### WORK TO BE COMPLETED
An exact copy of all the data, minus the images, is required.

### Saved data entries
++++

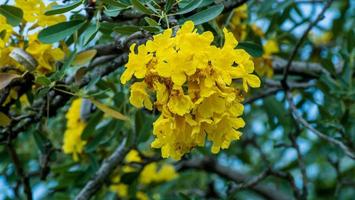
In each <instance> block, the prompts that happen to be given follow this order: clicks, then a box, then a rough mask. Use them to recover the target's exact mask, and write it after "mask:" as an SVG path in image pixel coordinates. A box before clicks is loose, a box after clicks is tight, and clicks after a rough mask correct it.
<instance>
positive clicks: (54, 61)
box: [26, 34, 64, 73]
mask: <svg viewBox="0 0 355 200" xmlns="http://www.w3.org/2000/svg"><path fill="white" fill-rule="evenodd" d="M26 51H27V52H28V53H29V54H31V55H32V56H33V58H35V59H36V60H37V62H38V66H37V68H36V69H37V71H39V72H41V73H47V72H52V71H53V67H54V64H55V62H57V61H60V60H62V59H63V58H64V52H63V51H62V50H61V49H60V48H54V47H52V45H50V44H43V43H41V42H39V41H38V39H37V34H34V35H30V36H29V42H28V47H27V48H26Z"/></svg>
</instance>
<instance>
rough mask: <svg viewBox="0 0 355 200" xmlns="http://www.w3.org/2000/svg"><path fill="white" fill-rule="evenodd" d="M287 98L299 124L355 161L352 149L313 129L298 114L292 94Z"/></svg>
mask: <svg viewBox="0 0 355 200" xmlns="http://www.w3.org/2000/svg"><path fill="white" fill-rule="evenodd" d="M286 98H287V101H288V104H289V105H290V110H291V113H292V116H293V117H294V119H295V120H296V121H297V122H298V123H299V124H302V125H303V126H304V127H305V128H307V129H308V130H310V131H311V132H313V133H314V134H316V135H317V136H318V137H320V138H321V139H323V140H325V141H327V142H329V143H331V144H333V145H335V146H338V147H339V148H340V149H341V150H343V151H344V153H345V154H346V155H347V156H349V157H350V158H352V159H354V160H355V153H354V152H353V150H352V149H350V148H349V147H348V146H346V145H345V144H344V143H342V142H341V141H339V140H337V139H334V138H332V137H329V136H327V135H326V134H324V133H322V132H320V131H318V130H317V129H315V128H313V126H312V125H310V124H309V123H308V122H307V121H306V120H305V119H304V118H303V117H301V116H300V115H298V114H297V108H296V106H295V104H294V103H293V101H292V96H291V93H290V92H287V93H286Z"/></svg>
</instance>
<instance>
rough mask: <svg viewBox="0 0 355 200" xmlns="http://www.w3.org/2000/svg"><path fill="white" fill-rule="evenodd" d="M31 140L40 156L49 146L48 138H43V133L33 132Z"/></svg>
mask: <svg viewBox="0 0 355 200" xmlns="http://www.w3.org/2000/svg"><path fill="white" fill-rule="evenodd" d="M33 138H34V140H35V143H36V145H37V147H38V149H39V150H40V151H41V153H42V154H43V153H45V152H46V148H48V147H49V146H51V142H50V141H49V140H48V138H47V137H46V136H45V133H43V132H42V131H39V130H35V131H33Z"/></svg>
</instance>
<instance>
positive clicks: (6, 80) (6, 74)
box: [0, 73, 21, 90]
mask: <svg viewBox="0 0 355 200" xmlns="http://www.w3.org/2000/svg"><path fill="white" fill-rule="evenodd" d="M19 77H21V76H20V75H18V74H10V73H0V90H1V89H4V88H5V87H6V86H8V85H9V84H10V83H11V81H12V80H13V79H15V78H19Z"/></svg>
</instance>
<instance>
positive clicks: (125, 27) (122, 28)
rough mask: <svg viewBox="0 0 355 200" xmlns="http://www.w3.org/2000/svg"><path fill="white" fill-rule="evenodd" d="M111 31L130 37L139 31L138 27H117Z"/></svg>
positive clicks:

++++

### SOLUTION
In each <instance> block, the prompts that happen to be given follow this order: clicks, then a box, then a rough mask. Use them to recover the target's exact mask, and write it after "mask:" as an SVG path in image pixel coordinates. A box before clicks is loose, a box after clicks is tight, and clicks after a rough mask correct it.
<instance>
positive clicks: (54, 61)
box: [26, 34, 64, 73]
mask: <svg viewBox="0 0 355 200" xmlns="http://www.w3.org/2000/svg"><path fill="white" fill-rule="evenodd" d="M26 51H27V52H28V53H29V54H31V55H32V56H33V58H35V59H36V60H37V62H38V66H37V68H36V69H37V71H39V72H41V73H47V72H52V71H53V67H54V64H55V62H57V61H60V60H62V59H63V58H64V52H63V51H62V50H61V49H60V48H54V47H52V45H50V44H43V43H41V42H39V41H38V39H37V34H34V35H30V36H29V42H28V47H27V48H26Z"/></svg>
</instance>
<instance>
rough mask: <svg viewBox="0 0 355 200" xmlns="http://www.w3.org/2000/svg"><path fill="white" fill-rule="evenodd" d="M287 98L299 124L355 161L352 149L313 129L298 114L292 94Z"/></svg>
mask: <svg viewBox="0 0 355 200" xmlns="http://www.w3.org/2000/svg"><path fill="white" fill-rule="evenodd" d="M286 98H287V101H288V104H289V105H290V110H291V113H292V116H293V117H294V119H295V120H296V121H297V122H298V123H299V124H302V125H303V126H304V127H305V128H307V129H308V130H310V131H311V132H313V133H314V134H316V135H317V136H318V137H320V138H321V139H323V140H325V141H327V142H329V143H331V144H333V145H335V146H338V147H339V148H340V149H341V150H343V151H344V153H345V154H346V155H347V156H349V157H350V158H352V159H354V160H355V153H354V152H353V150H352V149H350V148H349V147H348V146H346V145H345V144H344V143H342V142H341V141H339V140H337V139H334V138H332V137H329V136H327V135H326V134H324V133H322V132H320V131H318V130H317V129H315V128H313V126H312V125H310V124H309V123H308V122H307V121H306V120H305V119H304V118H303V117H301V116H300V115H298V114H297V108H296V106H295V104H294V103H293V101H292V96H291V93H290V92H287V93H286Z"/></svg>
</instance>
<instance>
rough mask: <svg viewBox="0 0 355 200" xmlns="http://www.w3.org/2000/svg"><path fill="white" fill-rule="evenodd" d="M31 140L40 156L49 146L48 138H43V133L33 132Z"/></svg>
mask: <svg viewBox="0 0 355 200" xmlns="http://www.w3.org/2000/svg"><path fill="white" fill-rule="evenodd" d="M33 138H34V140H35V143H36V145H37V147H38V149H39V150H40V151H41V153H42V154H43V153H45V152H46V148H48V147H49V146H51V142H50V141H49V140H48V138H47V137H46V136H45V133H43V132H42V131H39V130H35V131H33Z"/></svg>
</instance>
<instance>
positive clicks: (6, 80) (6, 74)
box: [0, 73, 21, 90]
mask: <svg viewBox="0 0 355 200" xmlns="http://www.w3.org/2000/svg"><path fill="white" fill-rule="evenodd" d="M19 77H21V76H20V75H18V74H10V73H0V90H1V89H4V88H5V87H6V86H8V85H9V84H10V83H11V81H12V80H13V79H15V78H19Z"/></svg>
</instance>
<instance>
positive clicks: (125, 27) (122, 28)
rough mask: <svg viewBox="0 0 355 200" xmlns="http://www.w3.org/2000/svg"><path fill="white" fill-rule="evenodd" d="M111 31L130 37L139 31L138 27H117Z"/></svg>
positive clicks:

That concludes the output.